- Source document -
┄┄┄┄┄┄

In short, the current draft R-Plan foresees a process though which indigenous peoples may be involved in the implementation of activities designed for them and decided on without their informed participation and without their consent. Furthermore, the details of any role provided to indigenous peoples, it is stated “will be defined in detail through stakeholder consultations and will be provided in the later draft of this R-Plan.” Given the exceedingly short period of time between now and the consideration of the proposed Indonesian R-Plan in June 2009, we would like to know whether such ’stakeholder consultations’ have been initiated and when further information about the ‘role’ of indigenous peoples will be available.
In the light of the concerns raised here, we call on the Government of Indonesia to immediately provide to indigenous peoples in Indonesia an updated R-Plan document and provide details regarding the expected dates of completion for the R-Plan. Furthermore, the Government must establish an effective process of consultation and collaboration with indigenous peoples’ organizations and authorities to enable their participation in the decisions about the development of REDD that will impact on their lives.
Secretary General, Aliansi Masyarakat Adat Nusantara
Executive Director, Sawit Watch
Victoria Tauli-Corpuz, Chair, UN Permanent Forum on Indigenous Issues
Benoit Bosquet, World Bank
Navin Rai, Indigenous Peoples Focal Point, World Bank
Charles Dileva, Legal Department, World Bank
Haddy Sey, Forest Carbon Partnership Facility, World Bank
 See www2.ohchr.org.
 Concluding observations of the Committee on the Elimination of Racial Discrimination: Indonesia, 15/08/2007. CERD/C/IDN/CO/3, at para. 17 (stating, inter alia, that “The Committee is concerned that references to the rights and interests of traditional communities contained in domestic laws and regulations are not sufficient to effectively guarantee their rights (arts. 2 and 5)” and; The State party should also ensure that meaningful consultations are undertaken with the concerned communities, with a view to obtaining their consent and participation in it”). Available here.
 These two additional regulations are Ministry of Agriculture Regulation No. 14/Permentan/PL.110/2/2009 regarding the use of peat land for oil palm cultivation below 3 meters depth (Pedoman Pemanfaatan Lahan Gambut Untuk Budidaya Kelapa Sawit) and Ministry of Agriculture Regulation No. 26/Permentan/ar.140/2/2007 regarding Plantation Business Permit (Izin Usaha Perkebunan)
 Op cit. CERD/C/IDN/CO/3, para. 21.
 Id. at para. 15.
 Id. at para. 16.
 Draft Indonesian Readiness Plan, 16 October 2008, p. 4.
 Id. Draft Indonesian Readiness Plan, p. 7.
 Id. at p. 18 (stating “Please refer to Table 1 (point 2(c) for explanation. Basically all groups listed in Table 1 will be involved in the consultations.”) However, Table 1 does not mention indigenous peoples.

┄┄┄┄┄┄

- Provided information -
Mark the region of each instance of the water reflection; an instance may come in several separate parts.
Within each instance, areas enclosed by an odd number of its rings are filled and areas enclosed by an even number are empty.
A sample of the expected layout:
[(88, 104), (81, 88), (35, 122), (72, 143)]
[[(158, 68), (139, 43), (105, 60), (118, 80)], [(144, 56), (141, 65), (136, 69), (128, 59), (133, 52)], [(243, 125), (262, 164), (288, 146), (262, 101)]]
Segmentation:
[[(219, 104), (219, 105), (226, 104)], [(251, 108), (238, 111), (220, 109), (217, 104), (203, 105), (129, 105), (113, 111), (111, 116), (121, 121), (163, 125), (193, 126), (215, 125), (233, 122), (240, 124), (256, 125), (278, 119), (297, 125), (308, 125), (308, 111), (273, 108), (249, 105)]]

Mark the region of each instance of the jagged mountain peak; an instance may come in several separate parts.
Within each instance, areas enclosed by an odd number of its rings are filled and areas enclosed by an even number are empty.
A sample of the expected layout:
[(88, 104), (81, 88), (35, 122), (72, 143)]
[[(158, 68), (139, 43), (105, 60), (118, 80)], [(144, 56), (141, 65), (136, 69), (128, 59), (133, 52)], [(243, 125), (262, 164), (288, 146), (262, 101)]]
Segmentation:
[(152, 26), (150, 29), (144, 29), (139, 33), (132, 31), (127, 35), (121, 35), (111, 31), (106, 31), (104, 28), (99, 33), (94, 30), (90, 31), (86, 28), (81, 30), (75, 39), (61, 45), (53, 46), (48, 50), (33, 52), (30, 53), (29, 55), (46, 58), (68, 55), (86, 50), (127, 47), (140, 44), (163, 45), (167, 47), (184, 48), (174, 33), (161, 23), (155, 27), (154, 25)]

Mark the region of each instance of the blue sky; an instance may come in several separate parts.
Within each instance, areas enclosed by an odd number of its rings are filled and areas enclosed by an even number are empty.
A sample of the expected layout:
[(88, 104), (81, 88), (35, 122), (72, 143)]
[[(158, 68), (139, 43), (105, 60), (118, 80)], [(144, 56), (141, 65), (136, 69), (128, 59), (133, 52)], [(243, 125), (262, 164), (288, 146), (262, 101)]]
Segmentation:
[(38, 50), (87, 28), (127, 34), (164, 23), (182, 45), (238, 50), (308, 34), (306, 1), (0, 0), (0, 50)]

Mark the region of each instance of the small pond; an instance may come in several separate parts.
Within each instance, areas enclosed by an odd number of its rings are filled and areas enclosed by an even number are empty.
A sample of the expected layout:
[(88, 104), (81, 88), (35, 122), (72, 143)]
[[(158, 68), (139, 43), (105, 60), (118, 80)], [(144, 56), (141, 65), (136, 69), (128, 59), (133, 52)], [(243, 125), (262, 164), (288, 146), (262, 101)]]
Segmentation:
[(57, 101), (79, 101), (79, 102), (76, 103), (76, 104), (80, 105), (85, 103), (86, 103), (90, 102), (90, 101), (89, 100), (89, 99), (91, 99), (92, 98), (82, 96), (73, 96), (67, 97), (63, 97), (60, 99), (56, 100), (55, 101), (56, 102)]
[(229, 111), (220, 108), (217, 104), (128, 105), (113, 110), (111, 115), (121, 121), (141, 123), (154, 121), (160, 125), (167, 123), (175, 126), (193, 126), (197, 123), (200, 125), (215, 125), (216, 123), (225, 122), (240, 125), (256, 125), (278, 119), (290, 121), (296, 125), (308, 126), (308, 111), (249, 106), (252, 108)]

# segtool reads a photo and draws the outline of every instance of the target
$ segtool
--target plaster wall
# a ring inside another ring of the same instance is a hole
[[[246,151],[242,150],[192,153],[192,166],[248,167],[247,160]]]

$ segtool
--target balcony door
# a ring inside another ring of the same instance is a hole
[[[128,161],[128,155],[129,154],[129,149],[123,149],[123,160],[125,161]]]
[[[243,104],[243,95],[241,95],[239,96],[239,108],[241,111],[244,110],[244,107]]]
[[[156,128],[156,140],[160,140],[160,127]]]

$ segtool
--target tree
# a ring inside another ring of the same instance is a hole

┄┄┄┄┄┄

- Work instruction -
From "Op cit. CERD/C/IDN/CO/3, para." to "mention indigenous peoples.", copy the text on Indonesia's draft R-Plan again, replacing "Table 1" with "Annex A".

- Result of this exercise -
Op cit. CERD/C/IDN/CO/3, para. 21.
 Id. at para. 15.
 Id. at para. 16.
 Draft Indonesian Readiness Plan, 16 October 2008, p. 4.
 Id. Draft Indonesian Readiness Plan, p. 7.
 Id. at p. 18 (stating “Please refer to Annex A (point 2(c) for explanation. Basically all groups listed in Annex A will be involved in the consultations.”) However, Annex A does not mention indigenous peoples.